• **The input**:
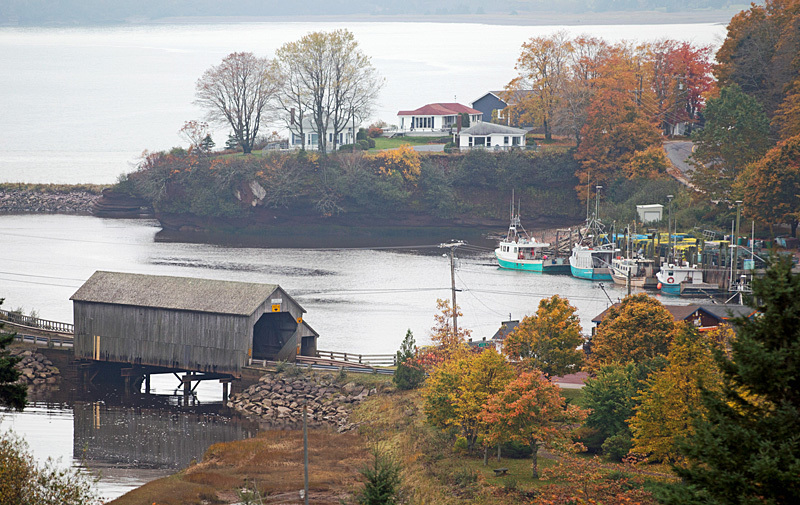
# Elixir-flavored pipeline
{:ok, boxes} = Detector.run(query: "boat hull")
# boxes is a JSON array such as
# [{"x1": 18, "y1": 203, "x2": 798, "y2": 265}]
[
  {"x1": 570, "y1": 266, "x2": 613, "y2": 281},
  {"x1": 497, "y1": 256, "x2": 570, "y2": 274}
]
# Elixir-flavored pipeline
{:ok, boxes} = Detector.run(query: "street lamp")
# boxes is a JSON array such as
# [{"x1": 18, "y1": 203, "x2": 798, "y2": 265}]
[
  {"x1": 594, "y1": 186, "x2": 603, "y2": 219},
  {"x1": 731, "y1": 200, "x2": 742, "y2": 286},
  {"x1": 667, "y1": 195, "x2": 675, "y2": 263}
]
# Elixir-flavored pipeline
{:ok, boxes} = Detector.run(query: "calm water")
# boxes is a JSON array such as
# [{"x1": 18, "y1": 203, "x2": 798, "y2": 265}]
[
  {"x1": 0, "y1": 22, "x2": 725, "y2": 183},
  {"x1": 0, "y1": 215, "x2": 664, "y2": 346},
  {"x1": 0, "y1": 375, "x2": 258, "y2": 499},
  {"x1": 0, "y1": 18, "x2": 725, "y2": 498}
]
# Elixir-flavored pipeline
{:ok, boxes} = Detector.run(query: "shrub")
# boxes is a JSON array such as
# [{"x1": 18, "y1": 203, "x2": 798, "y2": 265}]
[
  {"x1": 602, "y1": 433, "x2": 633, "y2": 461},
  {"x1": 392, "y1": 330, "x2": 425, "y2": 389},
  {"x1": 357, "y1": 449, "x2": 402, "y2": 505}
]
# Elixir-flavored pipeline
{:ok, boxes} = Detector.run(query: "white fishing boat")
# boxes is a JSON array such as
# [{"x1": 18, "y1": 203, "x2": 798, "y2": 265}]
[
  {"x1": 569, "y1": 244, "x2": 618, "y2": 281},
  {"x1": 656, "y1": 263, "x2": 719, "y2": 296},
  {"x1": 611, "y1": 256, "x2": 658, "y2": 289},
  {"x1": 494, "y1": 203, "x2": 570, "y2": 274}
]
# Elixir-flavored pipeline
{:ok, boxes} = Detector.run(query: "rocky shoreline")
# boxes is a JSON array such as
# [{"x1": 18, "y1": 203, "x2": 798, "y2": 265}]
[
  {"x1": 228, "y1": 372, "x2": 391, "y2": 433},
  {"x1": 0, "y1": 187, "x2": 100, "y2": 214},
  {"x1": 11, "y1": 349, "x2": 61, "y2": 387}
]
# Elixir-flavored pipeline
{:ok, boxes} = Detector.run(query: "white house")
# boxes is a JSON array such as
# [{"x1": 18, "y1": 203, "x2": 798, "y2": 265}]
[
  {"x1": 397, "y1": 103, "x2": 483, "y2": 132},
  {"x1": 289, "y1": 118, "x2": 358, "y2": 151},
  {"x1": 454, "y1": 123, "x2": 527, "y2": 149}
]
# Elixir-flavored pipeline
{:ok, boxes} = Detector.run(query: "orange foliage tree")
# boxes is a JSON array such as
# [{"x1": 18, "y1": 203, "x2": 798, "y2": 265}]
[
  {"x1": 372, "y1": 144, "x2": 421, "y2": 182},
  {"x1": 422, "y1": 349, "x2": 514, "y2": 450},
  {"x1": 629, "y1": 323, "x2": 722, "y2": 461},
  {"x1": 536, "y1": 456, "x2": 658, "y2": 505},
  {"x1": 482, "y1": 370, "x2": 588, "y2": 479},
  {"x1": 589, "y1": 293, "x2": 675, "y2": 369},
  {"x1": 503, "y1": 295, "x2": 583, "y2": 377},
  {"x1": 740, "y1": 135, "x2": 800, "y2": 236}
]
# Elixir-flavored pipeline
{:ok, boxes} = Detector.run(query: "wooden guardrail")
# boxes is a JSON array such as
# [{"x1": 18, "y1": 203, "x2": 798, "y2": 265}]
[
  {"x1": 317, "y1": 350, "x2": 397, "y2": 366},
  {"x1": 0, "y1": 310, "x2": 75, "y2": 334}
]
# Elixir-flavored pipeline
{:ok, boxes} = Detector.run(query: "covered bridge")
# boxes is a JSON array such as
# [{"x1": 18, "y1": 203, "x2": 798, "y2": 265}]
[{"x1": 70, "y1": 271, "x2": 318, "y2": 376}]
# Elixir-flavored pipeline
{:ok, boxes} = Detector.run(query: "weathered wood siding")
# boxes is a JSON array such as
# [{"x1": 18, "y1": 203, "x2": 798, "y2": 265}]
[{"x1": 73, "y1": 301, "x2": 253, "y2": 374}]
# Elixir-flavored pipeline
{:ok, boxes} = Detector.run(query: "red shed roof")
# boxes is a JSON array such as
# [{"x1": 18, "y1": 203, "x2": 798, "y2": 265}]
[{"x1": 397, "y1": 103, "x2": 483, "y2": 116}]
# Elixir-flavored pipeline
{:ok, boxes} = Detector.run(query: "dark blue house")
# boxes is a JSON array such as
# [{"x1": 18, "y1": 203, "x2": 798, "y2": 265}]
[{"x1": 469, "y1": 91, "x2": 508, "y2": 123}]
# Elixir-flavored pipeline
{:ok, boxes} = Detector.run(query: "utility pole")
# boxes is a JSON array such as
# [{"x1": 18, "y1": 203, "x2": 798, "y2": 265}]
[
  {"x1": 439, "y1": 240, "x2": 464, "y2": 337},
  {"x1": 731, "y1": 200, "x2": 742, "y2": 288},
  {"x1": 667, "y1": 195, "x2": 674, "y2": 264},
  {"x1": 303, "y1": 400, "x2": 308, "y2": 505}
]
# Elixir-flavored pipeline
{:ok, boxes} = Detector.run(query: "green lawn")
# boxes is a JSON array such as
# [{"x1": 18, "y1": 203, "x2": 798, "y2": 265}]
[{"x1": 370, "y1": 136, "x2": 450, "y2": 151}]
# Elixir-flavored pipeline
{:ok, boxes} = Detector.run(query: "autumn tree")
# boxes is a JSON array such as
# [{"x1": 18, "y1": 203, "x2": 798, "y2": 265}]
[
  {"x1": 553, "y1": 36, "x2": 610, "y2": 146},
  {"x1": 740, "y1": 135, "x2": 800, "y2": 237},
  {"x1": 422, "y1": 349, "x2": 516, "y2": 450},
  {"x1": 691, "y1": 84, "x2": 771, "y2": 201},
  {"x1": 506, "y1": 31, "x2": 572, "y2": 140},
  {"x1": 276, "y1": 30, "x2": 383, "y2": 153},
  {"x1": 630, "y1": 323, "x2": 720, "y2": 461},
  {"x1": 582, "y1": 362, "x2": 660, "y2": 460},
  {"x1": 575, "y1": 44, "x2": 661, "y2": 193},
  {"x1": 663, "y1": 257, "x2": 800, "y2": 505},
  {"x1": 482, "y1": 370, "x2": 587, "y2": 479},
  {"x1": 589, "y1": 293, "x2": 675, "y2": 368},
  {"x1": 0, "y1": 298, "x2": 28, "y2": 410},
  {"x1": 648, "y1": 39, "x2": 712, "y2": 135},
  {"x1": 195, "y1": 53, "x2": 278, "y2": 154},
  {"x1": 714, "y1": 0, "x2": 800, "y2": 124},
  {"x1": 503, "y1": 295, "x2": 583, "y2": 377}
]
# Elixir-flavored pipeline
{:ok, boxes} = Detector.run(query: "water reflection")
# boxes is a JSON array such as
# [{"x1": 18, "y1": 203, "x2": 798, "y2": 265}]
[{"x1": 0, "y1": 376, "x2": 258, "y2": 499}]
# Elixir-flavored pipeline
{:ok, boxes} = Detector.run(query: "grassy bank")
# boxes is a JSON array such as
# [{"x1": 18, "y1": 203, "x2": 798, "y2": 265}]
[
  {"x1": 0, "y1": 182, "x2": 109, "y2": 195},
  {"x1": 106, "y1": 374, "x2": 661, "y2": 505}
]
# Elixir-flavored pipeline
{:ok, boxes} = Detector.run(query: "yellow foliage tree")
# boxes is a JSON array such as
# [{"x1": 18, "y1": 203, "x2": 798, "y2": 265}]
[
  {"x1": 503, "y1": 295, "x2": 583, "y2": 376},
  {"x1": 422, "y1": 349, "x2": 515, "y2": 450},
  {"x1": 589, "y1": 293, "x2": 675, "y2": 369},
  {"x1": 629, "y1": 323, "x2": 727, "y2": 461}
]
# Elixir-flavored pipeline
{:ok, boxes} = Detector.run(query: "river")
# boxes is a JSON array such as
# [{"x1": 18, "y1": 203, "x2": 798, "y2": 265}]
[
  {"x1": 0, "y1": 22, "x2": 725, "y2": 184},
  {"x1": 0, "y1": 15, "x2": 725, "y2": 498}
]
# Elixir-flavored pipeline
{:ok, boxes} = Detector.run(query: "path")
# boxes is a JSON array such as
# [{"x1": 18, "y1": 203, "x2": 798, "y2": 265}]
[{"x1": 664, "y1": 140, "x2": 694, "y2": 188}]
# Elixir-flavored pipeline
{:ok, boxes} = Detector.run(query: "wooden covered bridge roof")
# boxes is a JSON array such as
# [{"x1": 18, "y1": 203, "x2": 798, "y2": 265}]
[{"x1": 70, "y1": 271, "x2": 296, "y2": 316}]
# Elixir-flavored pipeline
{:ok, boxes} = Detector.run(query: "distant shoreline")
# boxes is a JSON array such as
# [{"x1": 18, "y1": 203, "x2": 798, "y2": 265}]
[{"x1": 150, "y1": 8, "x2": 742, "y2": 26}]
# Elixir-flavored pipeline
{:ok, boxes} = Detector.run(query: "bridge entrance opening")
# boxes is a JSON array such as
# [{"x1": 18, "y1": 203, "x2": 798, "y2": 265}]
[{"x1": 253, "y1": 312, "x2": 297, "y2": 360}]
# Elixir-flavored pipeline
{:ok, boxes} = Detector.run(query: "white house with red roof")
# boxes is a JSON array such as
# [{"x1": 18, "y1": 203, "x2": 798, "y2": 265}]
[{"x1": 397, "y1": 103, "x2": 483, "y2": 132}]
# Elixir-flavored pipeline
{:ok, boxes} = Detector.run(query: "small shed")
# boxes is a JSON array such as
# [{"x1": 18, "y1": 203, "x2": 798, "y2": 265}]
[
  {"x1": 70, "y1": 271, "x2": 319, "y2": 375},
  {"x1": 636, "y1": 203, "x2": 664, "y2": 223},
  {"x1": 456, "y1": 123, "x2": 527, "y2": 149}
]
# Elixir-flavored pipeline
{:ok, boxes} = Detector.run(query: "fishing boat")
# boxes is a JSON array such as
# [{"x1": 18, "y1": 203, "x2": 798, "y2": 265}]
[
  {"x1": 494, "y1": 204, "x2": 570, "y2": 274},
  {"x1": 611, "y1": 256, "x2": 658, "y2": 289},
  {"x1": 656, "y1": 263, "x2": 719, "y2": 296},
  {"x1": 569, "y1": 244, "x2": 617, "y2": 281}
]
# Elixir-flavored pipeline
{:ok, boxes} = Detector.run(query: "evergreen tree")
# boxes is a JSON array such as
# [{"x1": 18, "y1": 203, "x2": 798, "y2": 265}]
[
  {"x1": 0, "y1": 298, "x2": 28, "y2": 410},
  {"x1": 225, "y1": 135, "x2": 240, "y2": 151},
  {"x1": 200, "y1": 133, "x2": 217, "y2": 153},
  {"x1": 392, "y1": 329, "x2": 425, "y2": 389},
  {"x1": 662, "y1": 258, "x2": 800, "y2": 505},
  {"x1": 358, "y1": 449, "x2": 401, "y2": 505}
]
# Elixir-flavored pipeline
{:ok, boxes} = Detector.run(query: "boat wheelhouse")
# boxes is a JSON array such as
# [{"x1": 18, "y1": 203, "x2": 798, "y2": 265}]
[
  {"x1": 611, "y1": 256, "x2": 658, "y2": 289},
  {"x1": 656, "y1": 263, "x2": 719, "y2": 296},
  {"x1": 569, "y1": 244, "x2": 617, "y2": 281},
  {"x1": 494, "y1": 204, "x2": 570, "y2": 274}
]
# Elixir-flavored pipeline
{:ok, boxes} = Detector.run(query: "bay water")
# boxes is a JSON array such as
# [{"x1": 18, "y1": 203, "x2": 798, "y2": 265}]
[{"x1": 0, "y1": 18, "x2": 725, "y2": 498}]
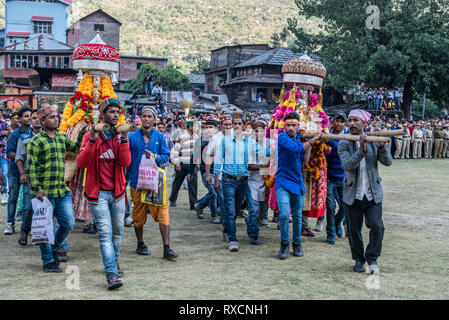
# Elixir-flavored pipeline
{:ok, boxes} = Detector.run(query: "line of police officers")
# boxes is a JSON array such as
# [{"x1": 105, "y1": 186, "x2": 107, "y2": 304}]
[{"x1": 384, "y1": 122, "x2": 449, "y2": 159}]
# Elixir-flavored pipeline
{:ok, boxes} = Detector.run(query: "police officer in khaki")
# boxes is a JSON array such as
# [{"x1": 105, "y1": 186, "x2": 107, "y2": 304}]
[
  {"x1": 411, "y1": 122, "x2": 423, "y2": 159},
  {"x1": 442, "y1": 123, "x2": 449, "y2": 158},
  {"x1": 393, "y1": 124, "x2": 404, "y2": 159},
  {"x1": 401, "y1": 122, "x2": 412, "y2": 159},
  {"x1": 424, "y1": 122, "x2": 433, "y2": 159},
  {"x1": 433, "y1": 122, "x2": 444, "y2": 158}
]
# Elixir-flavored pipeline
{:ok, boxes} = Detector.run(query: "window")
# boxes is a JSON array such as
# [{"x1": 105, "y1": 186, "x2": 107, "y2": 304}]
[
  {"x1": 9, "y1": 54, "x2": 39, "y2": 69},
  {"x1": 94, "y1": 24, "x2": 104, "y2": 31},
  {"x1": 33, "y1": 21, "x2": 52, "y2": 34}
]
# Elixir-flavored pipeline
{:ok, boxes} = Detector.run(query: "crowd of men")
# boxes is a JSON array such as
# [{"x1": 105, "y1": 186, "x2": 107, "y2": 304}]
[
  {"x1": 362, "y1": 116, "x2": 449, "y2": 159},
  {"x1": 0, "y1": 102, "x2": 440, "y2": 290}
]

• **What the task requires**:
Work out how many of the lines above contain the string "roof", and reply with that number only.

• **Written reply**:
3